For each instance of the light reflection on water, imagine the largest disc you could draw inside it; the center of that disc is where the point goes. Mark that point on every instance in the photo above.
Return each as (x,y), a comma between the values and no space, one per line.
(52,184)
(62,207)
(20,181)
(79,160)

--- --- ---

Format the material as a numbered list, omitting any blank lines.

1. For each instance of the light reflection on water, imagine the largest disc you could draw inside it; the center of that disc is where the point goes. Mark that point on every instance in the photo above.
2. Return each as (x,y), a comma between the values and no space, one per line.
3. (52,184)
4. (62,207)
5. (20,181)
6. (79,160)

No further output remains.